╔══

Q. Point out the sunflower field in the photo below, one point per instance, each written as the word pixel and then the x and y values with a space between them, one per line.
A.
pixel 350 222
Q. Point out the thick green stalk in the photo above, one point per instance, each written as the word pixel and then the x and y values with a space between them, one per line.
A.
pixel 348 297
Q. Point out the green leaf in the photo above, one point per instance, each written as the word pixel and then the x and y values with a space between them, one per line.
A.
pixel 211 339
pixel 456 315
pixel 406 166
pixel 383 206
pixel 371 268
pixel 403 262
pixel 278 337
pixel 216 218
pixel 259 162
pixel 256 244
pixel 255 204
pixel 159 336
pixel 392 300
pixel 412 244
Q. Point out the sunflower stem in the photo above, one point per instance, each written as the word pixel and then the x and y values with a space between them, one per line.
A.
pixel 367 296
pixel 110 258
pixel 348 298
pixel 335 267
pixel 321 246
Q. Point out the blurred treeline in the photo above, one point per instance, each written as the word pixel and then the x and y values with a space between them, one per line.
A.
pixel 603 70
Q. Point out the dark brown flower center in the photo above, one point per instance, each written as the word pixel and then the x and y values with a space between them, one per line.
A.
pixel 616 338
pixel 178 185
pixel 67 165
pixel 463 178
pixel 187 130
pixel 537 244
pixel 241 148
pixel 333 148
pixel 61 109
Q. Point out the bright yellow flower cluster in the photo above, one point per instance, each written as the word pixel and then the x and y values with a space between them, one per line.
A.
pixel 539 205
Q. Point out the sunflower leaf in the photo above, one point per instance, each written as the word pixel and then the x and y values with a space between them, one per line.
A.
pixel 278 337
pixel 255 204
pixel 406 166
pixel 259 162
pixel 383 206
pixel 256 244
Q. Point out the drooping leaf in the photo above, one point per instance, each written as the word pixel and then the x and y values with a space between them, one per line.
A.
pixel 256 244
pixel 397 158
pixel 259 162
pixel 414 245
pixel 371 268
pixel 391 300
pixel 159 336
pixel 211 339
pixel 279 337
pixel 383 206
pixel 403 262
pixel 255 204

╚══

Problem description:
Please repeat the material word for word, from its first line through the line containing "pixel 61 109", including that line and nothing after it.

Answer for the task:
Q. Point out the sunflower field in the photo below, one point per instance, each written as the word pixel and then the x and y values with a space between them, one per line.
A.
pixel 350 222
Q. Point out the thick green stalk in the photo above, one point per instance, each written as the word pixel and then the x and y values with a space between them, one per line.
A.
pixel 348 297
Q. Point out the green leaf in the photo above, one point per instance, each written as the word pixel and then the x and y values with a space between them, one per line.
A.
pixel 211 339
pixel 456 315
pixel 406 166
pixel 383 206
pixel 371 268
pixel 403 262
pixel 278 337
pixel 216 218
pixel 259 162
pixel 256 244
pixel 255 204
pixel 159 336
pixel 392 300
pixel 412 244
Q. Point out the sunflower stem in the photo above, one point per instance, each written as the word pixel and then the x and y values with a space between them, one per line.
A.
pixel 367 296
pixel 110 258
pixel 348 298
pixel 335 267
pixel 321 246
Q. Point out the blurred treeline in the photo above, one point per instance, each written as the word pixel and then the x and y values with a space between them, one per line.
A.
pixel 603 70
Q. Point out the dark brown flower center in the photo above, one point per instance, each written as the word pixel and then the x and y values with a space between them, one per line.
A.
pixel 616 338
pixel 178 185
pixel 67 165
pixel 463 178
pixel 187 130
pixel 537 244
pixel 241 148
pixel 333 148
pixel 61 109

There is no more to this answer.